§ **What you need to do**
In the text below about visiting Galibi and Karipuna communities, retype the passage from "So far, we’ve" up to and including "by mainoc flour.".

[start of Text provided]

Through Ney’s contacts, we were able to visit Galibi and Karipuna Indian communities, both of which are just down the river from Oiapoque. Because of a long history of contact with western civilization, these two ethnicities include many urban familiarities in their customs. But they still perpetuate traditional toys like the little top made from the tucumá seed that screams like a siren as it spins.  Or the toy that mimics the hopping Bacarau bird made from Guaruma reeds. The Bacurau is a bird, don’t get me wrong, but it seems half owl and half frog because it only awakes at night and it always leaps in the path of one’s steps just like the “pipa” (a species of frog that doubles as a favorite dinner plate amongst the Galibis).

So far, we’ve been privileged enough to have been served several regional-game plates, like capivara, cotia, alligator, and all kinds of fish, always, always, accompanied by mainoc flour.

[end of Text provided]
[start of Information provided]

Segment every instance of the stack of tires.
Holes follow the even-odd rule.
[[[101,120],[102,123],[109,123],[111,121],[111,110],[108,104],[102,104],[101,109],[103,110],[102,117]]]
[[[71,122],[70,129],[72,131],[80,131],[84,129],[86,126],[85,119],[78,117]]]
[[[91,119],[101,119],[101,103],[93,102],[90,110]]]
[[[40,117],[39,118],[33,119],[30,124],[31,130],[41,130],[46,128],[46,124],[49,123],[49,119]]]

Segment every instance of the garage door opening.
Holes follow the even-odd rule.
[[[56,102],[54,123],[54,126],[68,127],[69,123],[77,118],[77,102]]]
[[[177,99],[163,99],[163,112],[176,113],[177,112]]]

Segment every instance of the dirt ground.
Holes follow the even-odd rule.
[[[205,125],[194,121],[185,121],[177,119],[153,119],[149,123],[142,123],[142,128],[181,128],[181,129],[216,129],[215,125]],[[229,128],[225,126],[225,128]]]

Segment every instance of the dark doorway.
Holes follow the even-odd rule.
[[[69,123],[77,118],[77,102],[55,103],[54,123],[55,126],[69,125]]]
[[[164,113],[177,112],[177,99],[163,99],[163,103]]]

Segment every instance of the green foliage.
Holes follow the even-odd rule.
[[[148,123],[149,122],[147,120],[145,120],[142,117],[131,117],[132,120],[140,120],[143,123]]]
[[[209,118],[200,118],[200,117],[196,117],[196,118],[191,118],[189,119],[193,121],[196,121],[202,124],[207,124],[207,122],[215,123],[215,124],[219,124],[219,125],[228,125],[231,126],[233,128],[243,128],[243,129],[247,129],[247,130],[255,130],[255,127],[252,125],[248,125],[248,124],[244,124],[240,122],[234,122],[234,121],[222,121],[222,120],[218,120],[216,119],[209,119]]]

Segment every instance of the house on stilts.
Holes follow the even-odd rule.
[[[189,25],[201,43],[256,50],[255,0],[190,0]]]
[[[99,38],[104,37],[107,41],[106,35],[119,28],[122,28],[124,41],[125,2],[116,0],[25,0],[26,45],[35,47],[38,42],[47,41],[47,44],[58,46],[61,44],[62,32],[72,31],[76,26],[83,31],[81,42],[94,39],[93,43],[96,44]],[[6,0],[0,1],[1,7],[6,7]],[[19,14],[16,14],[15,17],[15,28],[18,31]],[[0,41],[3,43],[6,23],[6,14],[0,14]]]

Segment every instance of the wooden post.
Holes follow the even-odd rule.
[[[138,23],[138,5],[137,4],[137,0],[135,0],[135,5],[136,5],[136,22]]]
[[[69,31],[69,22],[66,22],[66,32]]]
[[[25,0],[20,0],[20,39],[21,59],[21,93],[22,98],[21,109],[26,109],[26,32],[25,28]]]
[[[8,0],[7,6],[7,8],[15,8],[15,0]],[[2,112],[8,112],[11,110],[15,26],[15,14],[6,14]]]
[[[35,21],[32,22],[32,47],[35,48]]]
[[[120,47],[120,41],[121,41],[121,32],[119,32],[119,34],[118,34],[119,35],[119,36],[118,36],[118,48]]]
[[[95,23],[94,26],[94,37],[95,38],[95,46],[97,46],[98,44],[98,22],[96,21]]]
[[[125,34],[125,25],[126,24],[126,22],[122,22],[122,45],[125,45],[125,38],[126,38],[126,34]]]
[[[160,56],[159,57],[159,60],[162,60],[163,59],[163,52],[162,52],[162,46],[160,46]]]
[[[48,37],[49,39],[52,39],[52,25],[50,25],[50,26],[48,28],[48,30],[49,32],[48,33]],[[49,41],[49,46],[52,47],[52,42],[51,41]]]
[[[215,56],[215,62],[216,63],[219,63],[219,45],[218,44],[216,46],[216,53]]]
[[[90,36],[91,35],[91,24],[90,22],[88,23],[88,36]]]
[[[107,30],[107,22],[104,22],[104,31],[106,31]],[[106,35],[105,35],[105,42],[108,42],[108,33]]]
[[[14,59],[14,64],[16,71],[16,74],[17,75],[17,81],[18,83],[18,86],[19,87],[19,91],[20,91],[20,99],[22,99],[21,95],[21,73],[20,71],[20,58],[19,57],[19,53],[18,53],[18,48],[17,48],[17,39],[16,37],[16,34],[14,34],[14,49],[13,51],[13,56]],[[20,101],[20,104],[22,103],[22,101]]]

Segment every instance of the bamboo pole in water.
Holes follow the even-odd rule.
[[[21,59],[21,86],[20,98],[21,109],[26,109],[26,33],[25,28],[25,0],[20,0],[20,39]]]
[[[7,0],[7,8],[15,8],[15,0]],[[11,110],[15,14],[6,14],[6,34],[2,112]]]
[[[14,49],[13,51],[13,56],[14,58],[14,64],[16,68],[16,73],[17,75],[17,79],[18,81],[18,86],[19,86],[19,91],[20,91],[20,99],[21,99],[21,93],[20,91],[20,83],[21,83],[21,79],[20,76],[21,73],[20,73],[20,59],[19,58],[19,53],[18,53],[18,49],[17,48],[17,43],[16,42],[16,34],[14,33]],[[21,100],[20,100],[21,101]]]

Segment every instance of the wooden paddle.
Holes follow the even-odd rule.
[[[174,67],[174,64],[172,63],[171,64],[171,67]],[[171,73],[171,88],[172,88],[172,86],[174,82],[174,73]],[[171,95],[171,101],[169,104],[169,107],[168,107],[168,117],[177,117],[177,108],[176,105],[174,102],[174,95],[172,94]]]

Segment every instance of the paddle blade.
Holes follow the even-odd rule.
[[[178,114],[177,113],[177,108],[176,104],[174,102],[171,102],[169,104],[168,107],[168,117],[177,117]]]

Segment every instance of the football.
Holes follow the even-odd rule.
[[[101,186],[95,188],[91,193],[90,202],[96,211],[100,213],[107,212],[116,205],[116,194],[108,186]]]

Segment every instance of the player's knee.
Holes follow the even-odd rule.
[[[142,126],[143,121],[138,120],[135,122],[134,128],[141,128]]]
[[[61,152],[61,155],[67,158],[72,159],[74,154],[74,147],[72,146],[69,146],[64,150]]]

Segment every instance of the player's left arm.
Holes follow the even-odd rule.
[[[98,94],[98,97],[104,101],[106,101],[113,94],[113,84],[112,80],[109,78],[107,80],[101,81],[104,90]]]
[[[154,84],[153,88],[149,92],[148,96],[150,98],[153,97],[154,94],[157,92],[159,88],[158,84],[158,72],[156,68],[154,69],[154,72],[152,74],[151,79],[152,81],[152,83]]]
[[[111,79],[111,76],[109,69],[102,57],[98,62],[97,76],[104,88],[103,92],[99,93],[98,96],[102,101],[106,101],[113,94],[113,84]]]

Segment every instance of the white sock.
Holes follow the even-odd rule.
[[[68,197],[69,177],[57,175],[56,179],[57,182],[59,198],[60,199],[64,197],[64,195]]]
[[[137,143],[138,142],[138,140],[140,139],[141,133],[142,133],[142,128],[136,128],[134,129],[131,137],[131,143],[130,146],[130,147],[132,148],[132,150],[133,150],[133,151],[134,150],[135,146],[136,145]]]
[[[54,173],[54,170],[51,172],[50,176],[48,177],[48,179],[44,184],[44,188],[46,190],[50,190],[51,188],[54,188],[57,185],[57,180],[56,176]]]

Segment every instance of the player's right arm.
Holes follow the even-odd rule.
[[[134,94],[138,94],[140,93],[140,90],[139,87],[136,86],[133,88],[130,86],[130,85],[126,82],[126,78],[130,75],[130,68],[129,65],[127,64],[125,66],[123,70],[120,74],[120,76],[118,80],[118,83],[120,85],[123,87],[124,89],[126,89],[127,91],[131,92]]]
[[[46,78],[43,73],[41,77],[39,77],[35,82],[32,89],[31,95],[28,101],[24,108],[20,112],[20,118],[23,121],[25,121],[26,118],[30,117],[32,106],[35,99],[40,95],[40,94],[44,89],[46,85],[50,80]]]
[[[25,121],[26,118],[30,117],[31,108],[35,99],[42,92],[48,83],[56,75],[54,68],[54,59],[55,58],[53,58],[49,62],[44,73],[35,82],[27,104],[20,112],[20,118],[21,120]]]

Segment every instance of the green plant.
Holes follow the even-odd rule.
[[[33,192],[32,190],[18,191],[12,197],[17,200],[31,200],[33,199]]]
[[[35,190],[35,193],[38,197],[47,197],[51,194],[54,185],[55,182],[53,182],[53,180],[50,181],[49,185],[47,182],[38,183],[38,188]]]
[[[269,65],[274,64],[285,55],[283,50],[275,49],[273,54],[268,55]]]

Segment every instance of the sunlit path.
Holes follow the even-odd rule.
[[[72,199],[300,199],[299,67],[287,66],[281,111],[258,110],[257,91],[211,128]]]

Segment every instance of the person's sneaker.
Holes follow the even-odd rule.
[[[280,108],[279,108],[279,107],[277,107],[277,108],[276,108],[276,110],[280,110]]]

[end of Information provided]

§ **Output below**
So far, we’ve been privileged enough to have been served several regional-game plates, like capivara, cotia, alligator, and all kinds of fish, always, always, accompanied by mainoc flour.